**Exercise goal:**
Change "coords" to "coordinates" throughout the listing below, reproducing every other line and word unaltered. Leave the pictures out.

**Record excerpts:**
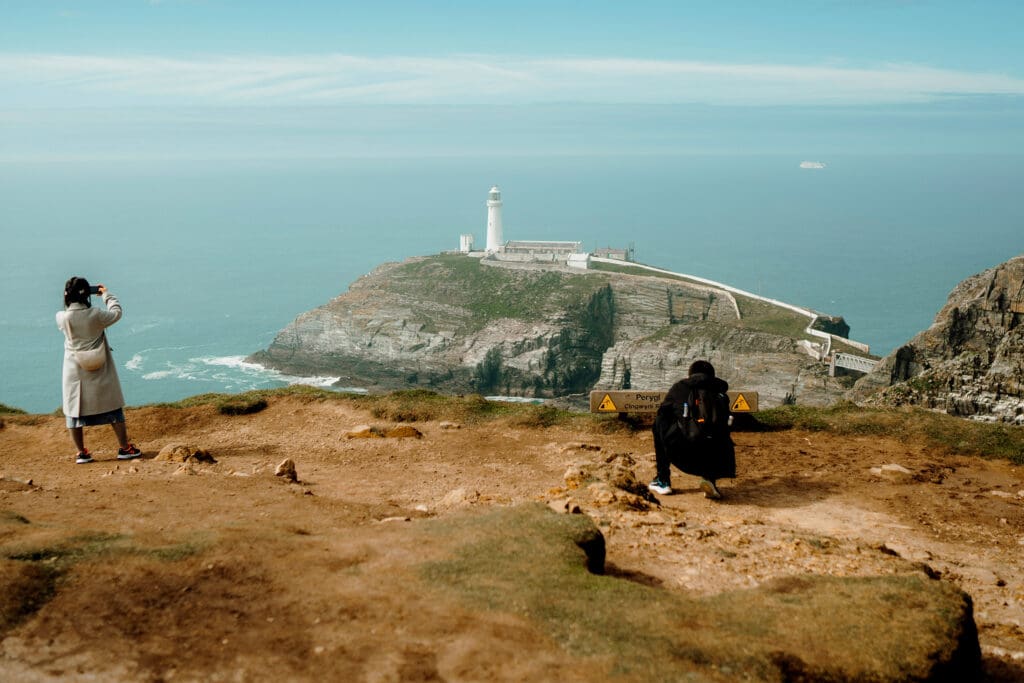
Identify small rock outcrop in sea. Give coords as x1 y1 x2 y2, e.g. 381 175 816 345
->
250 254 850 407
853 255 1024 424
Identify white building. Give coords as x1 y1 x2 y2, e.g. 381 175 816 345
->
486 185 505 254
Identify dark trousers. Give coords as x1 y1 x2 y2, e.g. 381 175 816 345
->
652 410 736 483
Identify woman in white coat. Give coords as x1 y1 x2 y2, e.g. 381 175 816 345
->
57 278 142 465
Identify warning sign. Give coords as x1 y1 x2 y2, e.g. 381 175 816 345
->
590 389 758 413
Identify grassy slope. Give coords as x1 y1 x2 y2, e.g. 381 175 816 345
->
421 505 978 681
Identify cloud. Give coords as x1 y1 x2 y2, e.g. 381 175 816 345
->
0 54 1024 106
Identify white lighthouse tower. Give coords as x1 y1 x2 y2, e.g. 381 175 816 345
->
486 185 504 254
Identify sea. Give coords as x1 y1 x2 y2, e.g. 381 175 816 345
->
0 155 1024 413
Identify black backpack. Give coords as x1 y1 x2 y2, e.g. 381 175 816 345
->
665 386 732 446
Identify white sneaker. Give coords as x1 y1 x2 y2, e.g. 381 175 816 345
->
647 479 672 496
700 479 722 501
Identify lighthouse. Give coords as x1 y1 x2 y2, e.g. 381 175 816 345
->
486 185 503 254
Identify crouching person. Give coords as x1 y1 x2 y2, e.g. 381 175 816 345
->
647 360 736 500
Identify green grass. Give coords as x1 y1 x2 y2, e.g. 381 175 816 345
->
420 504 977 680
0 533 205 572
153 385 629 433
756 402 1024 465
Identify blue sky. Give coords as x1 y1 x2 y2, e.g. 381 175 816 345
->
0 0 1024 161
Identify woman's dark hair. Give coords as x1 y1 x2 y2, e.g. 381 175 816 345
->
690 360 715 377
65 275 92 308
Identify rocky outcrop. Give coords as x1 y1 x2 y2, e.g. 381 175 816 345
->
250 254 849 405
853 255 1024 424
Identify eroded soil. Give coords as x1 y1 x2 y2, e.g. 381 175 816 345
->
0 397 1024 681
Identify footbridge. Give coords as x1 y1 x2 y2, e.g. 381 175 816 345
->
828 352 879 377
590 256 878 375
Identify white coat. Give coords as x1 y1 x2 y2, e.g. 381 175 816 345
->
57 292 125 418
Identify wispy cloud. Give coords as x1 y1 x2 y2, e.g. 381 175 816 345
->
0 54 1024 106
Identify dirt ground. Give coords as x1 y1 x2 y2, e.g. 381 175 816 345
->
0 397 1024 681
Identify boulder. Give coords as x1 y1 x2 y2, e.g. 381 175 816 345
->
850 255 1024 424
154 443 217 464
273 458 299 481
384 425 423 438
345 425 384 438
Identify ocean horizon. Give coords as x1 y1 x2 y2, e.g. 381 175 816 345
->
0 155 1024 413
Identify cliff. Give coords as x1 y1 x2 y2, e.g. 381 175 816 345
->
251 254 849 405
854 255 1024 424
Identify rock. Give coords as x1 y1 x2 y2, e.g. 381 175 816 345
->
250 255 846 407
587 481 617 506
562 463 592 488
273 458 299 481
384 425 423 438
548 498 583 515
438 487 480 508
851 256 1024 424
870 463 913 482
345 425 384 438
154 443 217 464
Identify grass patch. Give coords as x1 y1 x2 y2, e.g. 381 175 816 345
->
756 401 1024 465
3 533 204 573
419 504 978 681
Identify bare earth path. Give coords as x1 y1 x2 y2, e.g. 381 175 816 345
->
0 397 1024 681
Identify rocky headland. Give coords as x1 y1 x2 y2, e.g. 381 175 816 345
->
250 254 852 407
853 255 1024 424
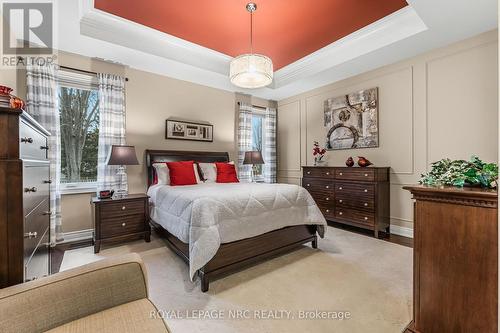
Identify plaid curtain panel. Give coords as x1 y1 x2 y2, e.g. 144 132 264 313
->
263 108 276 183
26 65 63 246
238 103 252 183
97 73 127 191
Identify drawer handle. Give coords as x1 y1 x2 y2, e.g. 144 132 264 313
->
24 231 38 239
24 186 37 193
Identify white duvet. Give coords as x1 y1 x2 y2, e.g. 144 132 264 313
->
148 183 326 279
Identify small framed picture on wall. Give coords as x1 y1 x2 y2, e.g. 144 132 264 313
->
165 119 214 142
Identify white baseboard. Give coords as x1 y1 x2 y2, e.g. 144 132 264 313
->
58 229 94 244
391 224 413 238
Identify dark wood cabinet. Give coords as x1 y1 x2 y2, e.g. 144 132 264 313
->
92 194 151 253
302 166 390 237
405 186 498 333
0 108 50 288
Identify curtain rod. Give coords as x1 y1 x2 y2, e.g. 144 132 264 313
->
238 102 266 110
59 66 128 81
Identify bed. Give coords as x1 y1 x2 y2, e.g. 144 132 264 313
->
146 150 326 292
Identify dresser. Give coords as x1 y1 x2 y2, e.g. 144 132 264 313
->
92 193 151 253
302 166 390 237
0 108 50 288
404 186 498 333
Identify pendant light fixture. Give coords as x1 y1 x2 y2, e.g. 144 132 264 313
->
229 2 273 89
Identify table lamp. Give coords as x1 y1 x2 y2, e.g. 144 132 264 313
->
106 145 139 198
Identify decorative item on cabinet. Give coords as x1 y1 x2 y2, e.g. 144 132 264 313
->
302 166 390 237
420 155 498 188
358 156 373 168
403 185 498 333
345 156 354 167
313 141 326 165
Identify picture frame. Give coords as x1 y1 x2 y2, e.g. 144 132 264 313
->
165 119 214 142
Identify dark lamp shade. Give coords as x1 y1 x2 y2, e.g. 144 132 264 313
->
243 150 264 164
106 145 139 165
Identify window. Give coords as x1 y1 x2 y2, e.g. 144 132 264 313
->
252 109 265 178
59 72 99 193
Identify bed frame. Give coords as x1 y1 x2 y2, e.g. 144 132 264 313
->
146 150 318 292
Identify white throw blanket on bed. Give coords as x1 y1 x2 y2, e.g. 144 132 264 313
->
148 183 326 279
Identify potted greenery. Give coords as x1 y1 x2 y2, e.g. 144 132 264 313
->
420 156 498 188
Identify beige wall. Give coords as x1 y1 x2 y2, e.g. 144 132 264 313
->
278 31 498 228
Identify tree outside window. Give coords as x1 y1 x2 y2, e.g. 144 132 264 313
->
59 86 99 183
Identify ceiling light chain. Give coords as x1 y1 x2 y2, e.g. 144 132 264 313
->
229 2 273 89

**Final result:**
Identify small rock outcrop in sea. Give coordinates as x1 y1 x2 y2, e.g. 381 175 816 345
->
250 254 850 407
853 255 1024 424
Identify white building. Give coordinates as x1 y1 x2 y2, e.g. 381 175 816 345
->
486 185 505 254
Identify dark trousers. Give coordinates as x1 y1 x2 y2, e.g. 381 175 816 345
->
652 410 736 483
Identify woman in white coat. Give coordinates as x1 y1 x2 y2, e.g. 381 175 816 345
->
57 278 142 465
Identify warning sign. Give coordinates as x1 y1 x2 y2, e.g. 381 175 816 345
->
590 389 758 413
Identify grassy slope. Give coordinates as x1 y1 x2 y2, e.g. 381 175 816 345
->
421 505 978 681
Identify cloud. Give coordinates as x1 y1 x2 y2, e.g. 381 175 816 345
->
0 54 1024 106
Identify white lighthouse tower. Give coordinates as x1 y1 x2 y2, e.g. 381 175 816 345
->
486 185 504 254
Identify sea. Give coordinates as x1 y1 x2 y2, e.g. 381 175 816 345
->
0 155 1024 413
Identify black backpack. Give coordinates as x1 y1 x2 y2, e.g. 381 175 816 345
->
665 386 732 446
Identify white sneaker. Give coordinates as x1 y1 x2 y2, e.g. 381 175 816 345
->
647 479 672 496
700 479 722 501
Identify lighthouse. Give coordinates as x1 y1 x2 y2, e.g. 381 175 816 345
->
486 185 503 254
Identify crouching person. Give coordinates as x1 y1 x2 y2, e.g. 381 175 816 345
->
647 360 736 500
Identify green grass. Give coordinates as x1 y1 x2 y2, e.g. 381 175 816 345
->
420 504 977 680
0 533 205 572
153 385 629 433
756 402 1024 465
Identify blue sky. Give coordinates as x1 y1 x2 y2, e.g. 381 175 816 345
->
0 0 1024 161
Identify woman's dark hair. Give coordinates as x1 y1 x2 y2, e.g. 381 175 816 345
->
690 360 715 377
65 275 92 308
Identify rocky outcrop. Give coordinates as x1 y1 x2 y2, e.g. 381 175 816 345
->
250 254 849 405
853 255 1024 424
Identify eroded soil. Give coordinates as x1 y1 x2 y2, e.g. 381 175 816 345
->
0 397 1024 681
Identify footbridge. Give coordinates as x1 y1 x2 y2, e.g. 381 175 816 345
->
828 352 879 377
590 256 878 375
Identify white coat. Give coordinates as x1 y1 x2 y2, e.g. 381 175 816 345
->
57 292 125 418
Identify wispy cloud. Give coordinates as x1 y1 x2 y2, e.g. 381 175 816 345
->
0 54 1024 106
Identify dirt ground. Give coordinates as x1 y1 x2 y2, e.g. 381 175 816 345
->
0 397 1024 681
Identify boulder. Give coordinates as x1 y1 x2 y2, e.g. 381 175 816 345
->
850 255 1024 424
154 443 217 464
273 458 299 481
384 425 423 438
345 425 384 438
Identify ocean horizon. Give coordinates as x1 y1 x2 y2, e.g. 381 175 816 345
->
0 155 1024 413
Identify cliff. Give coordinates as x1 y1 x2 y2, e.g. 381 175 816 345
->
251 254 849 405
854 255 1024 424
Identify rock. Give coordinates as x1 y1 x2 y2, e.g. 381 175 816 345
->
250 255 846 407
587 481 617 506
562 463 592 488
273 458 299 481
384 425 423 438
548 498 583 515
438 487 480 508
851 256 1024 424
870 463 913 482
345 425 384 438
154 443 217 464
Identify grass patch. Give coordinates as x1 y1 x2 y2, e.g. 381 175 816 345
->
756 401 1024 465
3 533 204 573
419 504 978 681
Identify bare earth path. Give coordinates as x1 y1 x2 y2, e.g. 381 175 816 345
->
0 397 1024 681
Identify rocky headland. Give coordinates as x1 y1 x2 y2, e.g. 381 175 816 345
->
250 254 852 407
853 255 1024 424
Identify plaid curtain panel. Give coordinates as x1 y1 x2 y2, e.g. 144 132 264 313
->
263 108 276 183
26 65 63 246
238 103 252 183
97 73 127 191
Identify drawer handle. Give coordinates as x1 y1 x2 y2, e.g. 144 132 264 313
->
24 231 38 239
24 186 37 193
Identify white duvet. Give coordinates as x1 y1 x2 y2, e.g. 144 132 264 313
->
148 183 326 279
Identify small framed picture on wall. Give coordinates as x1 y1 x2 y2, e.g. 144 132 264 313
->
165 119 214 142
Identify white baseboard. Give coordinates as x1 y1 x2 y2, e.g. 144 132 264 313
->
58 229 94 244
391 224 413 238
Identify dark wood cabinet. Give coordinates as x1 y1 x2 y2, e.g. 144 132 264 313
->
92 194 151 253
302 166 390 237
405 186 498 333
0 108 50 288
Identify curtain rod. Give coordinates as x1 y1 x2 y2, e.g. 144 132 264 313
->
238 102 266 110
59 66 128 81
Identify bed. Give coordinates as x1 y1 x2 y2, e.g. 144 132 264 313
->
146 150 326 292
Identify dresser. Give coordinates as x1 y1 x2 y2, e.g. 144 132 264 313
->
92 193 151 253
302 166 390 237
0 108 50 288
404 186 498 333
Identify pendant light fixture. Give coordinates as x1 y1 x2 y2, e.g. 144 132 264 313
->
229 2 273 89
Identify table lamp. Give coordinates as x1 y1 x2 y2, e.g. 144 132 264 313
->
106 145 139 198
Identify decorative item on cabinet. Give coordinates as x1 y1 x2 y2, e.g. 144 132 264 313
->
302 166 390 237
420 155 498 188
358 156 373 168
403 185 498 333
345 156 354 167
313 141 326 165
Identify picture frame. Give coordinates as x1 y1 x2 y2, e.g. 144 132 264 313
->
165 119 214 142
Identify dark lamp shade. Give coordinates as x1 y1 x2 y2, e.g. 144 132 264 313
->
243 150 264 164
106 145 139 165
Identify window. Give coordinates as x1 y1 x2 y2, e.g. 144 132 264 313
->
252 109 265 178
59 72 99 193
Identify bed frame. Give coordinates as x1 y1 x2 y2, e.g. 144 132 264 313
->
146 150 318 292
Identify white throw blanket on bed. Give coordinates as x1 y1 x2 y2, e.g. 144 132 264 313
->
148 183 326 279
Identify potted greenery. Give coordinates as x1 y1 x2 y2, e.g. 144 132 264 313
->
420 156 498 188
Identify beige wall. Give coordinates as x1 y1 x2 y2, e.g. 144 132 264 313
->
278 31 498 228
Identify tree outside window. Give coordinates as x1 y1 x2 y2, e.g. 144 132 264 313
->
59 86 99 183
Identify ceiling light chain. Give coordinates as x1 y1 x2 y2, e.g. 144 132 264 313
->
229 2 273 89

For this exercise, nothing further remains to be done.